**Activities**
**A.** According to the excerpt about Gish, which medal did he receive in 1993?
**B.** Extend the excerpt about Gish's life and career, beginning after its final sentence.

**Excerpt**
In 1967, during the Vietnam War, he volunteered as a combat artist, flying 24 combat missions and receiving the Air Medal for his service. Through his artwork, Gish portrayed a range of aspects of the Vietnam War, with a special emphasis on medical evacuations and troop extractions. Many of his paintings have been displayed at the National Museum of the Marine Corps.

In the early 1990s, Gish returned to service during Operation Provide Comfort in northern Iraq to document U.S. and allied support for Kurdish refugees. In 1992, he was deployed to Somalia during Operation Restore Hope, where he depicted famine relief operations. He was awarded the Meritorious Service Medal in 1993 for his service in Somalia.

==Academic and artistic career==
Gish taught fine arts at Fairfield University in Connecticut, starting in 1971. He was promoted to associate professor in 1974 and received tenure in 1980. For his sabbatical year, he spent six months painting the cliffs of Etretat in Normandy, France. He retired from teaching in Fairfield University in 1992. Among Gish's early projects were the Vermont murals painted in 1950 at the Hotel Coolidge in White River Junction, Vermont.

**Record extracts**
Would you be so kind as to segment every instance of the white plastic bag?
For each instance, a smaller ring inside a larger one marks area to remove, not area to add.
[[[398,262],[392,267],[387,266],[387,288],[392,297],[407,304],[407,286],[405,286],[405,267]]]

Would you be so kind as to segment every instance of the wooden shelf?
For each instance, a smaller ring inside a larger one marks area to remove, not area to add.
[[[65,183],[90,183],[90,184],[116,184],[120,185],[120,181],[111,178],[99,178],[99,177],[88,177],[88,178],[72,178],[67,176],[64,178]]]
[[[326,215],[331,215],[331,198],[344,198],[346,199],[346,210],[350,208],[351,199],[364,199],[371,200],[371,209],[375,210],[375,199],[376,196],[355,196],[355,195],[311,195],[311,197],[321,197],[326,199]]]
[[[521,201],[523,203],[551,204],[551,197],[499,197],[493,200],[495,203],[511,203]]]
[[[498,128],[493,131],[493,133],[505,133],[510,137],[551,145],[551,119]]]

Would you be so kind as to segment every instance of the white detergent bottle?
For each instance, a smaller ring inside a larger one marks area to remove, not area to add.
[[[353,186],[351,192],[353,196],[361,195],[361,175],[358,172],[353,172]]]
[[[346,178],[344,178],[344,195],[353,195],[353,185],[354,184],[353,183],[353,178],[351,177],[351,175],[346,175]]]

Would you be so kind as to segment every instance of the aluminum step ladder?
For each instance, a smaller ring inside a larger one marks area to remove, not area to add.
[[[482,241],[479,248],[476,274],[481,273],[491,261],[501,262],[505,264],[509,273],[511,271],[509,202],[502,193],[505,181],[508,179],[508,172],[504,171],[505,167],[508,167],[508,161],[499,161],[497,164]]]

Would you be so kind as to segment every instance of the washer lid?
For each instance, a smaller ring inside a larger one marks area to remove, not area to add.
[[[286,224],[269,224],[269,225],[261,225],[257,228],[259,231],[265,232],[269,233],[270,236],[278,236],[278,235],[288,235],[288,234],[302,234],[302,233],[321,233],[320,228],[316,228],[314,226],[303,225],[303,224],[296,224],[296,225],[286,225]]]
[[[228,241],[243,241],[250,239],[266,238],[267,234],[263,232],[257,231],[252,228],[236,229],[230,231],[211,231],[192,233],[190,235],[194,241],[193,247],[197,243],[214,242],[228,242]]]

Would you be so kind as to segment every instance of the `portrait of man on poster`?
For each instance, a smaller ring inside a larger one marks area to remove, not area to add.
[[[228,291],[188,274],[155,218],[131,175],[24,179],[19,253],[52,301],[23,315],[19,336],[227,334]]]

**Numbered answers**
**A.** The Meritorious Service Medal.

**B.**
He remained active into his 90s, painting daily, regardless of the weather.

Gish painted the official portraits of two Dartmouth College Presidents, John Sloan Dickey, and James Wright, both of which are part of the permanent collection at Dartmouth College. In recognition of his contributions to his service, country, and college, Gish was posthumously awarded the 2025 James Wright Award for Distinguished Service by the Dartmouth Uniformed Service Alumni.

==Personal life==
In 1954, Gish married Marguerite Drouin, a French-born United Nations translator. The couple had three children. He maintained strong ties to Dartmouth College and the USMC throughout his life. Gish died in 2024 at the age of 98.